## Start DATA SECTION
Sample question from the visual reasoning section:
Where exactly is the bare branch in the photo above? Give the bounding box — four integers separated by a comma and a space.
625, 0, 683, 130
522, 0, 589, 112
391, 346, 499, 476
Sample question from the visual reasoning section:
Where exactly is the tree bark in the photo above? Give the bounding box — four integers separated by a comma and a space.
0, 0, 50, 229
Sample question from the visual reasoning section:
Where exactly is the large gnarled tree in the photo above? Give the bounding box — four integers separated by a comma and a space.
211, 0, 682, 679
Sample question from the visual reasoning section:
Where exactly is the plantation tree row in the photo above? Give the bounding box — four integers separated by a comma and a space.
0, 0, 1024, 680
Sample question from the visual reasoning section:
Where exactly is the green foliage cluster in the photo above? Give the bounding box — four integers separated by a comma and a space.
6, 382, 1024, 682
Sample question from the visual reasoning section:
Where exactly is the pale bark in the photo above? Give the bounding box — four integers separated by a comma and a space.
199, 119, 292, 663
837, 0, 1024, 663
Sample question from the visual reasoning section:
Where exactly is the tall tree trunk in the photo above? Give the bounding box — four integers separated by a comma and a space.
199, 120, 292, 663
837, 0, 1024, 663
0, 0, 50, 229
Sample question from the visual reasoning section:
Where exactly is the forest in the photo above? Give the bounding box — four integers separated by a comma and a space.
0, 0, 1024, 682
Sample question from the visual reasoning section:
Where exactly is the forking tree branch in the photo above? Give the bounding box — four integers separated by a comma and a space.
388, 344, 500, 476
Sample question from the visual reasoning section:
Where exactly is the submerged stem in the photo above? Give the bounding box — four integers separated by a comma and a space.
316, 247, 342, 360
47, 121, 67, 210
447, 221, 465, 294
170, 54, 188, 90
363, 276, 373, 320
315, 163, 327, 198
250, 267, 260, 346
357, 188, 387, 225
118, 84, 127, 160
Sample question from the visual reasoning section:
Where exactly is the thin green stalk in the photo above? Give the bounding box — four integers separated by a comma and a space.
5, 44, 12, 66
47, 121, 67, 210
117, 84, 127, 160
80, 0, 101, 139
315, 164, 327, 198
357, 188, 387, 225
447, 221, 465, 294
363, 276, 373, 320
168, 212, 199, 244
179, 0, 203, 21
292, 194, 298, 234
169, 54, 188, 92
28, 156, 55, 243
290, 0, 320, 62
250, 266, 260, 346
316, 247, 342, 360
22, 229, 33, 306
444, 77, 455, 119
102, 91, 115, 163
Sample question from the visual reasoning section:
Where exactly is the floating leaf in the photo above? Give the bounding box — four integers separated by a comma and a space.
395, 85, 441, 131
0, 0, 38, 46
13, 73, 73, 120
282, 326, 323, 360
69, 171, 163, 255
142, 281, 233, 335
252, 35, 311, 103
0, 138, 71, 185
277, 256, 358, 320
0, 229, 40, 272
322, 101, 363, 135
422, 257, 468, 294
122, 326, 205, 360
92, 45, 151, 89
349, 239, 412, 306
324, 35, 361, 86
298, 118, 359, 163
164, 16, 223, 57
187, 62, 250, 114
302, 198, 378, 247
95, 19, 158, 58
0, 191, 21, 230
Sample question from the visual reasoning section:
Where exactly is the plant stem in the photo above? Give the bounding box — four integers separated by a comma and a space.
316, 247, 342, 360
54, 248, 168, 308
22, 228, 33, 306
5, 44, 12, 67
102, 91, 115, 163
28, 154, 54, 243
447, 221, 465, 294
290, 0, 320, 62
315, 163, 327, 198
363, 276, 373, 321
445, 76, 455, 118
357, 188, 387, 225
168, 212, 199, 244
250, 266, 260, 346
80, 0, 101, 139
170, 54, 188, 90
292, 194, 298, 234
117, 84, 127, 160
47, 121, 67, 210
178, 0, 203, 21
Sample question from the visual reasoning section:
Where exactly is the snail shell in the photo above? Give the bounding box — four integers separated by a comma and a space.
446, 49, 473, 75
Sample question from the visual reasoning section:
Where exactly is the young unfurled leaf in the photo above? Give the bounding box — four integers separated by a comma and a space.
## End DATA SECTION
Rewrite the listing from its first line through the line that contains "0, 0, 1024, 682", substituting "enclosing rectangle" for each "bounding box" and keeping all else unchanged.

TASK ANSWER:
Sample question from the visual reasoning section:
Where exactly is the bare branch in the photo above? Give the enclosing rectangle — four integers separated by a comma and a space.
625, 0, 683, 130
522, 0, 589, 112
391, 346, 499, 476
Sample question from the visual reasoning section:
Where exactly is the tree bark in the photo above? Give the enclosing rectangle — four integers separated by a comma and a space.
0, 0, 50, 229
Sample question from the visual reasoning section:
Where exactly is the large gnarled tree in the photo above? Give the enclosing rectangle — four integers separated by a comma and a space.
211, 0, 682, 679
Sample question from the visual reasoning section:
Where exactly is the plantation tree row in the photo above? Give the enclosing rectangle — four integers separated by a comma and a space.
0, 0, 1024, 680
Sample question from the visual reasoning section:
Where exactly is the green foliage cluster in the photo above? Give the enclosing rectangle — four integers separated by a comma and a space.
6, 382, 1024, 682
Sample question from the visual reasoning section:
Where exactly is the pale bark in the photo above? Give the enclosing rectangle — four integers separated by a comma and a space.
199, 119, 292, 663
837, 0, 1024, 663
Sample question from the visual reasoning section:
Where exactly is the tall tree trunk in the photo above? Give the enclosing rectangle — four integers separated by a comma and a space.
199, 120, 292, 663
837, 0, 1024, 663
0, 0, 50, 229
Sample question from the visual reasoning section:
Where exactly is the forest in the photo above? Give the enclosing rectangle — four integers separated by a comma and a space.
0, 0, 1024, 682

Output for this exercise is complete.